= Text =
○ ○ ○

Stress, according to noted Slovakian researcher Hans Selye, is neither good nor bad. Instead, it is defined as "the non-specific response of the body to any demand for change." At some point, though, stress ceases being an impetus for productive effort in the service of positive performance and instead overwhelms our bodies, minds and spirits. The result? Fatigue, withdrawal and, ultimately, breakdown. As a pediatrician, I witness this phenomenon regularly in the form of the American adolescent, one after another, coming to me with debilitating migraines, chronic abdominal pains and severe depression.
The daily life of a high school student is marked by poor eating habits, limited physical activity, lack of adequate sleep, no outdoor time and not one minute of downtime. Any time not spent being "productive" inevitably involves a screen of some sort. According to a recent study, teens manage stress predominantly by playing video games, surfing the internet and watching TV/movies. Snapchat, Netflix, Mortal Kombat... take your pick. These diversions are our kids' stress coping skills. Sadly, it appears they're learning well from their parents. While 43 percent of adults report exercising to alleviate anxiety, a whopping 62 percent claim their go-to stress reliever involves screen time. When I ask kids how they believe their parents are coping, most say "poorly." We clearly need to be better role models for our children. The good news is there are alternative stress-coping methods that are inexpensive, accessible, safe and effective. In a newly published systematic review, my colleagues and I concluded that yoga has a significantly positive effect on pediatric psychological functioning. Specifically, educational programs incorporating yoga in stress management programs improved academic performance, self-esteem, classroom behaviors, concentration, and emotional balance. Mindfulness training for students and teachers is now widely recognized as a valuable tool to improve stress coping, improve focus and complement social-emotional learning initiatives. Pediatrician Dzung Vo, author of The Mindful Teen, has created a wonderful resource for teens to explore and integrate mindfulness meditation in their lives. Finally, kids who spend more time in natural settings have measurable improvements in health, cognitive functioning, and classroom behavior. The Children and Nature Network has compiled a thorough review of research on how nature impacts our children's well being.
School stress -- both academic and social -- is a major contributor to deteriorating adolescent health. According to a recently published landmark study, nearly half of 11th grade students surveyed reported "a great deal of stress" on a daily basis. They declared "schoolwork, grades, and college admissions constituted their greatest sources of stress." While some in the study found moderate amounts of stress could be motivating, an astonishing one in four subjects was suffering with symptoms of clinical depression. So here is the rub -- how much stress is the right amount?

○ ○ ○

= Record set =
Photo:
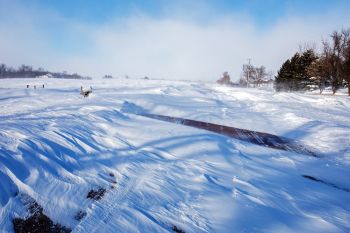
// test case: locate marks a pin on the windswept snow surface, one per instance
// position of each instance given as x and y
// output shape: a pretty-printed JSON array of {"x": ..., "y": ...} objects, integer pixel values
[{"x": 55, "y": 146}]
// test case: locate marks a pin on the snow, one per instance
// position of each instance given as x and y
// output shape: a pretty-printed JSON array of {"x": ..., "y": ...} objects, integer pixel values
[{"x": 55, "y": 146}]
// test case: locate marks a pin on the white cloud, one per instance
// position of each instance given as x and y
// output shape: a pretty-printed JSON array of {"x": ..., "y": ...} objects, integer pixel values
[{"x": 163, "y": 47}]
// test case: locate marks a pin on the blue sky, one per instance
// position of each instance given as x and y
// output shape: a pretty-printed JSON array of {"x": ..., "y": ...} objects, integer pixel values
[
  {"x": 264, "y": 12},
  {"x": 193, "y": 39}
]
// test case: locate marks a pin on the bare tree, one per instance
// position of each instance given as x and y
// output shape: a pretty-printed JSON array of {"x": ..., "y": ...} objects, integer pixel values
[{"x": 346, "y": 57}]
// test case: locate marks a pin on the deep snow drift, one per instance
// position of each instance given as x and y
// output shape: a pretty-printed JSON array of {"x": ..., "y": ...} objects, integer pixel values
[{"x": 59, "y": 148}]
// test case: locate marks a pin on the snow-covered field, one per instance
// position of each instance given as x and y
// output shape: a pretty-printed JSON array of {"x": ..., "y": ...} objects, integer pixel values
[{"x": 55, "y": 146}]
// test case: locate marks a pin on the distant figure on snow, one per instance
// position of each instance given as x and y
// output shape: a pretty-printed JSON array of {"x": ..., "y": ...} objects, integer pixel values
[{"x": 85, "y": 93}]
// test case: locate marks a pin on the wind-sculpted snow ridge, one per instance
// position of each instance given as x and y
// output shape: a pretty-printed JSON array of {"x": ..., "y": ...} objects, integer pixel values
[{"x": 93, "y": 165}]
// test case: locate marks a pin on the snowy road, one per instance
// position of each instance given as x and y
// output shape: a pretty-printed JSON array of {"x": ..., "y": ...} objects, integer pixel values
[{"x": 56, "y": 146}]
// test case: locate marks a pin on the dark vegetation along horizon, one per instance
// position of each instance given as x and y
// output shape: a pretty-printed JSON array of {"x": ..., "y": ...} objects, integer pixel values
[
  {"x": 26, "y": 71},
  {"x": 308, "y": 70}
]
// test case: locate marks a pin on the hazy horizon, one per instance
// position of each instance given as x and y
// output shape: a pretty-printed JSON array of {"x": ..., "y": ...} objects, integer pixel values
[{"x": 182, "y": 40}]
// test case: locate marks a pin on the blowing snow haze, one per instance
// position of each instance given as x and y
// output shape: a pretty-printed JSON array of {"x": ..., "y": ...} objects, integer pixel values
[{"x": 193, "y": 40}]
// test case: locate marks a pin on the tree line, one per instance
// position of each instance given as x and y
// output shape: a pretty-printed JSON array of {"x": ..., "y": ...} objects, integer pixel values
[
  {"x": 328, "y": 68},
  {"x": 26, "y": 71}
]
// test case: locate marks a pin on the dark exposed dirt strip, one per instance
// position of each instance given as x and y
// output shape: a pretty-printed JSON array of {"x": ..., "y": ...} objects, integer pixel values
[{"x": 259, "y": 138}]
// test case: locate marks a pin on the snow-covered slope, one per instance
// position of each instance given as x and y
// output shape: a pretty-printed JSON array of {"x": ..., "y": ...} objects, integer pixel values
[{"x": 56, "y": 146}]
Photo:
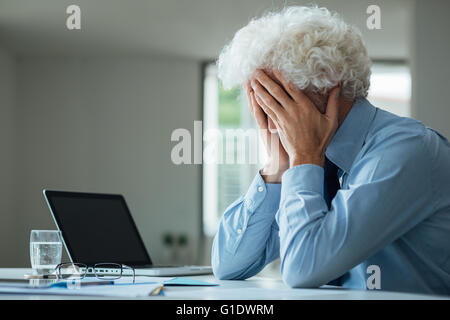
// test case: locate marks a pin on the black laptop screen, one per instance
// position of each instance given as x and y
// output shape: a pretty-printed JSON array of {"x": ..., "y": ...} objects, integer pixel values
[{"x": 97, "y": 228}]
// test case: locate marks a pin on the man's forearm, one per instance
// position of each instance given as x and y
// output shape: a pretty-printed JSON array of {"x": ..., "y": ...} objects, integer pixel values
[{"x": 248, "y": 235}]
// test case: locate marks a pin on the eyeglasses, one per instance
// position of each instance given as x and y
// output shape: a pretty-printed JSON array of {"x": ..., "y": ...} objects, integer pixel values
[{"x": 103, "y": 271}]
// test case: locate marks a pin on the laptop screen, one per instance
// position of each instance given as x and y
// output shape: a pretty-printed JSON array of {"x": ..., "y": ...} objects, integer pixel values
[{"x": 97, "y": 228}]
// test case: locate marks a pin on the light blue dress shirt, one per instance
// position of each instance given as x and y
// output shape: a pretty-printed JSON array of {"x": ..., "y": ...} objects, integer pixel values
[{"x": 392, "y": 211}]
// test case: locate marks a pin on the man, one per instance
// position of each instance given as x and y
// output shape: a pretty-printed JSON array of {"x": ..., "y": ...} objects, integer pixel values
[{"x": 349, "y": 185}]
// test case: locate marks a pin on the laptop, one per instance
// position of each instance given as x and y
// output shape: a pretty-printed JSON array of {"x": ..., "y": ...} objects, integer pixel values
[{"x": 98, "y": 228}]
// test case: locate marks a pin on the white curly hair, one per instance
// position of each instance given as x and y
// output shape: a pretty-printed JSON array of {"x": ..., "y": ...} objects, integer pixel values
[{"x": 312, "y": 47}]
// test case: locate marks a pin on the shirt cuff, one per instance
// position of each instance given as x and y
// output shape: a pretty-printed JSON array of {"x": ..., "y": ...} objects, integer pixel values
[
  {"x": 303, "y": 178},
  {"x": 263, "y": 196}
]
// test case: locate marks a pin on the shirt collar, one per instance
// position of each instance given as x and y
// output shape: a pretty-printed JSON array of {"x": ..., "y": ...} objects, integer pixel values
[{"x": 351, "y": 135}]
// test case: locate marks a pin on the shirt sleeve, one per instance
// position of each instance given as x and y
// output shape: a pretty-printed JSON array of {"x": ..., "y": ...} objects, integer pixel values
[
  {"x": 247, "y": 238},
  {"x": 388, "y": 193}
]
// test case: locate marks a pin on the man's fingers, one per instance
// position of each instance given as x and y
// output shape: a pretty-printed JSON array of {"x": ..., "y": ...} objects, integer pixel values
[
  {"x": 267, "y": 101},
  {"x": 295, "y": 93},
  {"x": 270, "y": 113},
  {"x": 273, "y": 88},
  {"x": 258, "y": 113}
]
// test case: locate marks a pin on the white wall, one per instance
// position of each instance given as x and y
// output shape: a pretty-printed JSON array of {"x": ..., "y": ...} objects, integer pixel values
[
  {"x": 104, "y": 125},
  {"x": 7, "y": 148},
  {"x": 430, "y": 64}
]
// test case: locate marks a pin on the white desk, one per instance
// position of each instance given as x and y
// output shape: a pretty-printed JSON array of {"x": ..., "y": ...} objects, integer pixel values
[{"x": 254, "y": 288}]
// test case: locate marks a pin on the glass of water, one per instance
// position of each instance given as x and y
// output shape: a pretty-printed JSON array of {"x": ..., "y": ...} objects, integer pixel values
[{"x": 45, "y": 250}]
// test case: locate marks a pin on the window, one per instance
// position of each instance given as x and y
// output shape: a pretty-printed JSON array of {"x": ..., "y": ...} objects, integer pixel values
[{"x": 224, "y": 110}]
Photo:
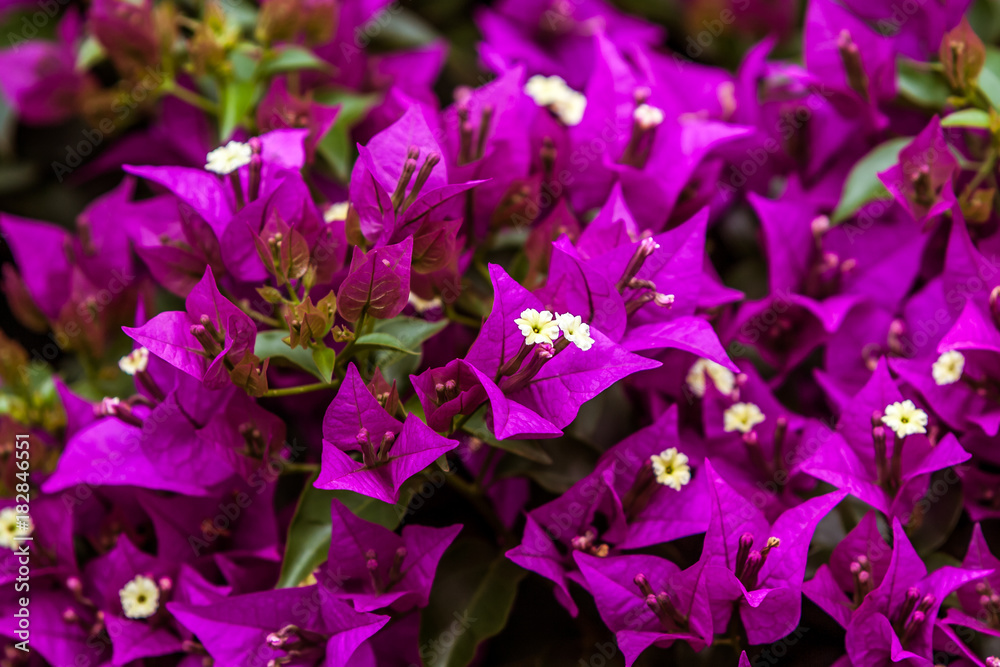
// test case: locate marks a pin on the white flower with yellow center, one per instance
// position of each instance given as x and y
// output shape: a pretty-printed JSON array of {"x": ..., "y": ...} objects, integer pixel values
[
  {"x": 722, "y": 377},
  {"x": 140, "y": 597},
  {"x": 135, "y": 361},
  {"x": 336, "y": 211},
  {"x": 671, "y": 468},
  {"x": 12, "y": 526},
  {"x": 554, "y": 93},
  {"x": 647, "y": 117},
  {"x": 227, "y": 159},
  {"x": 948, "y": 368},
  {"x": 537, "y": 327},
  {"x": 742, "y": 417},
  {"x": 575, "y": 330},
  {"x": 905, "y": 418}
]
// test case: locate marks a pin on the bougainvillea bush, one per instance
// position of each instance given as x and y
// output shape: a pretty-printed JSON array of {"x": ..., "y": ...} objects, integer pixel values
[{"x": 542, "y": 332}]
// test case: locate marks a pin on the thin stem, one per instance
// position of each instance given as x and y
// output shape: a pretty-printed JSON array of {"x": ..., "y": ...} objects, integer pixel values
[
  {"x": 303, "y": 389},
  {"x": 291, "y": 468}
]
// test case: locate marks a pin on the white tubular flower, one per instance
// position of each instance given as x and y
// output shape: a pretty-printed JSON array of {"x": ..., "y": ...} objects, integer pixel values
[
  {"x": 575, "y": 330},
  {"x": 948, "y": 368},
  {"x": 135, "y": 361},
  {"x": 12, "y": 526},
  {"x": 742, "y": 417},
  {"x": 336, "y": 211},
  {"x": 647, "y": 116},
  {"x": 722, "y": 377},
  {"x": 140, "y": 597},
  {"x": 227, "y": 159},
  {"x": 537, "y": 327},
  {"x": 671, "y": 468},
  {"x": 905, "y": 418},
  {"x": 563, "y": 101}
]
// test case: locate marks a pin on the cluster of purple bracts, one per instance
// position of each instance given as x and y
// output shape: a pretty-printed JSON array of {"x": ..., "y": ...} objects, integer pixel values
[{"x": 481, "y": 294}]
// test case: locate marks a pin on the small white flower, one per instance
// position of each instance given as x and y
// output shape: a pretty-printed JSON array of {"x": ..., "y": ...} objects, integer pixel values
[
  {"x": 575, "y": 330},
  {"x": 722, "y": 377},
  {"x": 537, "y": 327},
  {"x": 671, "y": 468},
  {"x": 948, "y": 368},
  {"x": 647, "y": 116},
  {"x": 227, "y": 159},
  {"x": 742, "y": 417},
  {"x": 13, "y": 525},
  {"x": 905, "y": 418},
  {"x": 135, "y": 361},
  {"x": 336, "y": 211},
  {"x": 140, "y": 597},
  {"x": 563, "y": 101}
]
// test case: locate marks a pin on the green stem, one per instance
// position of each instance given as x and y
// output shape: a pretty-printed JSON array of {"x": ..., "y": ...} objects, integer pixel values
[
  {"x": 303, "y": 389},
  {"x": 291, "y": 468},
  {"x": 191, "y": 98}
]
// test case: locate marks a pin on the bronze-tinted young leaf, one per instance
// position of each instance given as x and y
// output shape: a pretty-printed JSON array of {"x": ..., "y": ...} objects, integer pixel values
[{"x": 963, "y": 55}]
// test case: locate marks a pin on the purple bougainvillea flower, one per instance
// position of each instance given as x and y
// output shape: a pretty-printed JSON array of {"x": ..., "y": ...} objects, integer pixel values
[
  {"x": 374, "y": 568},
  {"x": 446, "y": 392},
  {"x": 279, "y": 109},
  {"x": 207, "y": 340},
  {"x": 66, "y": 642},
  {"x": 978, "y": 598},
  {"x": 650, "y": 601},
  {"x": 915, "y": 34},
  {"x": 391, "y": 452},
  {"x": 378, "y": 282},
  {"x": 867, "y": 458},
  {"x": 757, "y": 451},
  {"x": 766, "y": 561},
  {"x": 131, "y": 589},
  {"x": 45, "y": 276},
  {"x": 389, "y": 207},
  {"x": 658, "y": 506},
  {"x": 238, "y": 520},
  {"x": 895, "y": 621},
  {"x": 847, "y": 54},
  {"x": 551, "y": 385},
  {"x": 857, "y": 566},
  {"x": 304, "y": 623},
  {"x": 184, "y": 439}
]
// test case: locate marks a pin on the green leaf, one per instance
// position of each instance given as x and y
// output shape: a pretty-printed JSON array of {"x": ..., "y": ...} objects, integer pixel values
[
  {"x": 270, "y": 344},
  {"x": 91, "y": 53},
  {"x": 291, "y": 59},
  {"x": 410, "y": 331},
  {"x": 309, "y": 533},
  {"x": 381, "y": 341},
  {"x": 863, "y": 184},
  {"x": 470, "y": 605},
  {"x": 237, "y": 100},
  {"x": 967, "y": 118},
  {"x": 923, "y": 87},
  {"x": 336, "y": 146},
  {"x": 529, "y": 449},
  {"x": 989, "y": 77},
  {"x": 324, "y": 358},
  {"x": 308, "y": 536}
]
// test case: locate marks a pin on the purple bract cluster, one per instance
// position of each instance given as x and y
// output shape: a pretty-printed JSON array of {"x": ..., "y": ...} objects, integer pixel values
[{"x": 360, "y": 361}]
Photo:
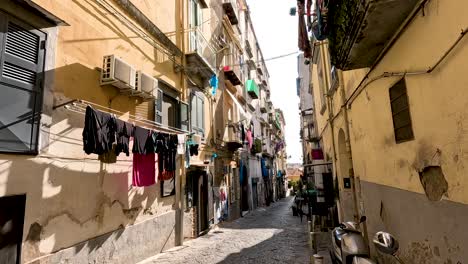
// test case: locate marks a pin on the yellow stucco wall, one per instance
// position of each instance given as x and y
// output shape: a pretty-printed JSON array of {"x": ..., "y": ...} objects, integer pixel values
[
  {"x": 71, "y": 195},
  {"x": 437, "y": 106}
]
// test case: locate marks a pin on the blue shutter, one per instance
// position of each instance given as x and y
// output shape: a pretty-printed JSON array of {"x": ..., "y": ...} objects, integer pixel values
[{"x": 21, "y": 74}]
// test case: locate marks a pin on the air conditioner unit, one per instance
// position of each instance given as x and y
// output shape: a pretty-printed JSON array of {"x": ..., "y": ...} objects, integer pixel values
[
  {"x": 196, "y": 139},
  {"x": 117, "y": 73},
  {"x": 146, "y": 85}
]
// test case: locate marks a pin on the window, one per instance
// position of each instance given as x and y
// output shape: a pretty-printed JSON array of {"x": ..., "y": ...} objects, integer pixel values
[
  {"x": 168, "y": 187},
  {"x": 197, "y": 110},
  {"x": 298, "y": 85},
  {"x": 169, "y": 110},
  {"x": 400, "y": 112},
  {"x": 21, "y": 73}
]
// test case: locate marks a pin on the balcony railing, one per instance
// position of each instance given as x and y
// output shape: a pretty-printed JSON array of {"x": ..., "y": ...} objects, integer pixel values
[
  {"x": 359, "y": 30},
  {"x": 232, "y": 70},
  {"x": 205, "y": 53}
]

○ ○ ○

= Assigned task =
Reproduce word for word the passage of the text on adolescent stress that starts with "Stress, according to" and goes on through "and severe depression.".

= Task output =
Stress, according to noted Slovakian researcher Hans Selye, is neither good nor bad. Instead, it is defined as "the non-specific response of the body to any demand for change." At some point, though, stress ceases being an impetus for productive effort in the service of positive performance and instead overwhelms our bodies, minds and spirits. The result? Fatigue, withdrawal and, ultimately, breakdown. As a pediatrician, I witness this phenomenon regularly in the form of the American adolescent, one after another, coming to me with debilitating migraines, chronic abdominal pains and severe depression.